━━━━━ RECORDS ━━━━━

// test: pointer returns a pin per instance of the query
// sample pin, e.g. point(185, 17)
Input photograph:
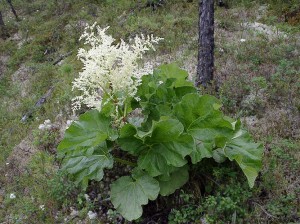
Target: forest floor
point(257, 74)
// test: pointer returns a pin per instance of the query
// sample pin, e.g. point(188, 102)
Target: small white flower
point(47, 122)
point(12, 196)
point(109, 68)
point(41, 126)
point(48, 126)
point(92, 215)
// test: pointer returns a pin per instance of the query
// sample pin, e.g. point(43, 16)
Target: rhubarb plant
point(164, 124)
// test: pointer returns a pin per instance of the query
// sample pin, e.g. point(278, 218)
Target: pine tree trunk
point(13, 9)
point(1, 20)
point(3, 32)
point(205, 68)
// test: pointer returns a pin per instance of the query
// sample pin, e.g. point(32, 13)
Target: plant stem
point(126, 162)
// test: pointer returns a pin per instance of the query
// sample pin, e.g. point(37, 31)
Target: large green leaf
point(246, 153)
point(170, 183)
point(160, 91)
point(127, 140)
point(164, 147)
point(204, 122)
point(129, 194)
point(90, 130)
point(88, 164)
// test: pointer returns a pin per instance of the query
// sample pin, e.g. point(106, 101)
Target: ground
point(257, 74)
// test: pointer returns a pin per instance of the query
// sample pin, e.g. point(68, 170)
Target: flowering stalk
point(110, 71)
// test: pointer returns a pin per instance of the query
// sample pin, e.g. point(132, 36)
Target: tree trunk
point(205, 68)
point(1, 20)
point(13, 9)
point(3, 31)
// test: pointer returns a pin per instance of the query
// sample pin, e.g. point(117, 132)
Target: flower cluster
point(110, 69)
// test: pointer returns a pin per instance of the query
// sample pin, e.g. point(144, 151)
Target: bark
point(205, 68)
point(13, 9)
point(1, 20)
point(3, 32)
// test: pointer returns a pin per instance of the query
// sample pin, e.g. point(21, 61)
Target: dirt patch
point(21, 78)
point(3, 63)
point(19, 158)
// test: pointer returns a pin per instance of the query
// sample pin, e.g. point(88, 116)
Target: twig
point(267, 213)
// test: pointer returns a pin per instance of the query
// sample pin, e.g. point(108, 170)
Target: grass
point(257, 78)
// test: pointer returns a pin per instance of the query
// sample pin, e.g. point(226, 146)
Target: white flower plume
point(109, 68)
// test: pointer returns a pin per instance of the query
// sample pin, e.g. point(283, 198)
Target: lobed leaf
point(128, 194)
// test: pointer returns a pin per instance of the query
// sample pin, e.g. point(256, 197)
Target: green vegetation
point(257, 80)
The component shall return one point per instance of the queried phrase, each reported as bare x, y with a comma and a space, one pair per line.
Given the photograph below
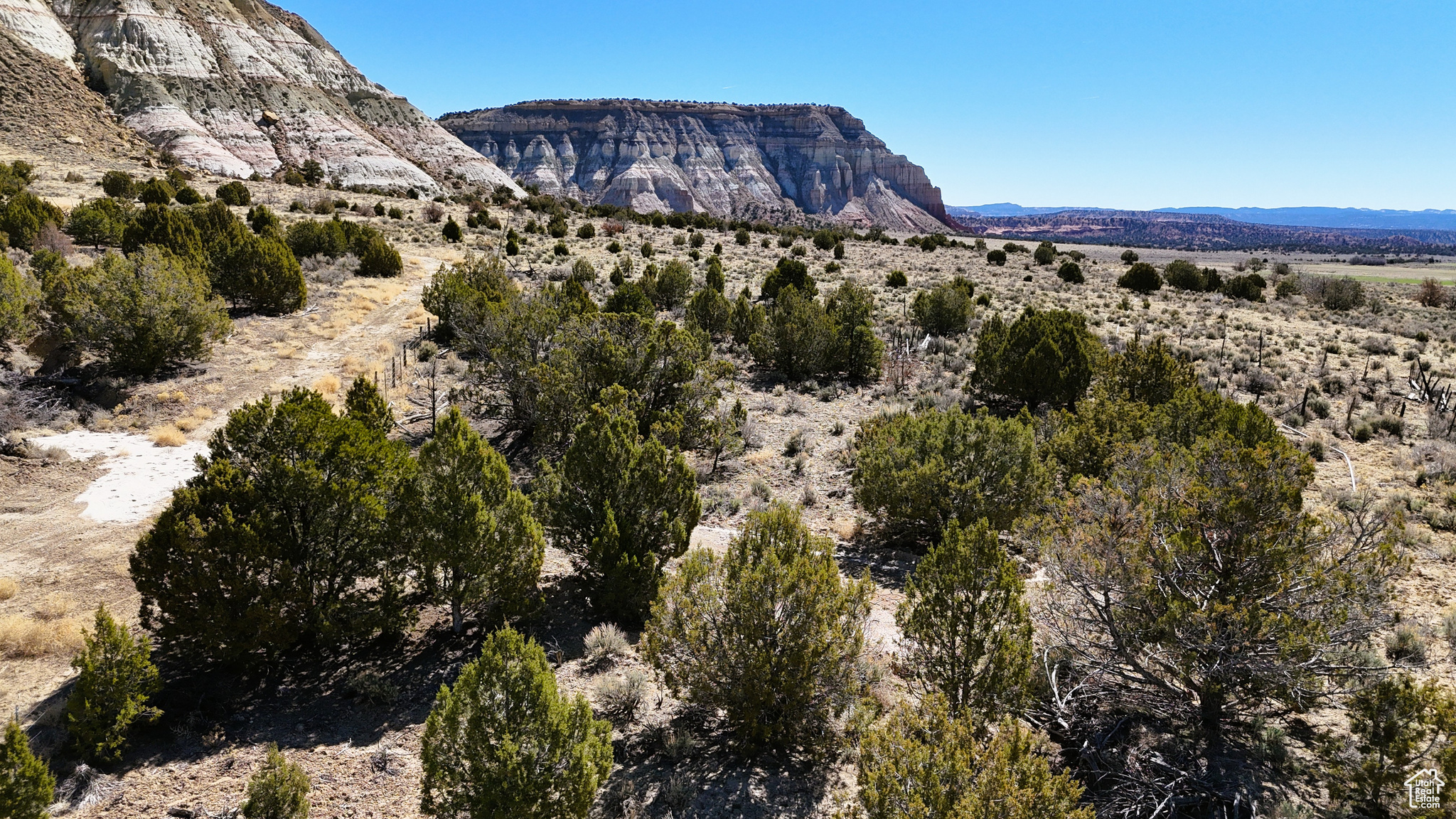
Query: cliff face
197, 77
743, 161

━━━━━

» **TASK ITEM**:
From the first record to the last, print everything again exactly, without pictures.

» **WRITTEN SOLUTION**:
// test: pointer returns a pin per instance of the query
// sample pin, e.g. point(185, 17)
Input photograph:
Target: forest floor
point(257, 74)
// test: pointer returns a pin per instance of the query
// sample pin, e.g. point(188, 102)
Target: small white flower
point(47, 122)
point(12, 196)
point(109, 68)
point(41, 126)
point(48, 126)
point(92, 215)
// test: pointer returns a pin per instance of the query
// sample pin, e.g. point(43, 16)
Target: rhubarb plant
point(164, 124)
// test: pointer returns a pin per instance of the query
// sample pin, e.g. point(278, 218)
Target: pine tree trunk
point(13, 9)
point(1, 20)
point(3, 32)
point(205, 68)
// test: pointer returns a pin per instance of the query
// sample pin, e.g. point(32, 13)
Target: plant stem
point(126, 162)
// test: pointer returns a pin per instance of the query
// sample pin, e.g. point(37, 31)
Target: large green leaf
point(246, 153)
point(170, 183)
point(160, 91)
point(127, 140)
point(164, 147)
point(204, 122)
point(129, 194)
point(90, 130)
point(88, 164)
// test: pointer returns a pin per instance of the query
// sample pin, e.g. point(106, 101)
Target: ground
point(257, 74)
// test: pointer returns a pin per instance of the query
// sample pin, e.g. point(68, 170)
Target: flowering stalk
point(110, 71)
// test: pointer returns a pin per instance of the query
// sample pin, e.g. point(132, 36)
Target: tree trunk
point(205, 68)
point(1, 20)
point(13, 9)
point(3, 31)
// test: pointer returns a pin per instance of the query
// sample pin, e.g. point(117, 132)
Target: flower cluster
point(110, 69)
// test: pointer returns a pin per instance of the query
// sample pin, e.g. point(144, 151)
Target: bark
point(205, 68)
point(13, 9)
point(1, 20)
point(3, 32)
// test: pointer returns a pin per instance of the query
// sample pin, e.g. point(21, 61)
Target: dirt patch
point(21, 78)
point(3, 63)
point(19, 158)
// test: pointer returns a pin per instance of the query
// sample pin, e.g. point(88, 116)
Target: twig
point(267, 213)
// test: pointer returns a pin per instance of the query
// sample pin, e.g. point(108, 170)
Target: grass
point(257, 78)
// test: pointer returns a pin per instance of the query
// sample pin, e.g. point(226, 146)
Target: white flower plume
point(109, 68)
// test: pointer returns a pin per instance of the query
// sample pin, e.g. point(283, 198)
Target: lobed leaf
point(128, 194)
// test: pointer returns a pin per instance of the query
// sample pin, e.g. point(256, 197)
Target: green vegetation
point(257, 80)
The component shall return one point per instance of the queried phrase, each reported as bare x, y with a comma and a space, one pair per line.
Given the photograph below
Query: cliff face
197, 77
743, 161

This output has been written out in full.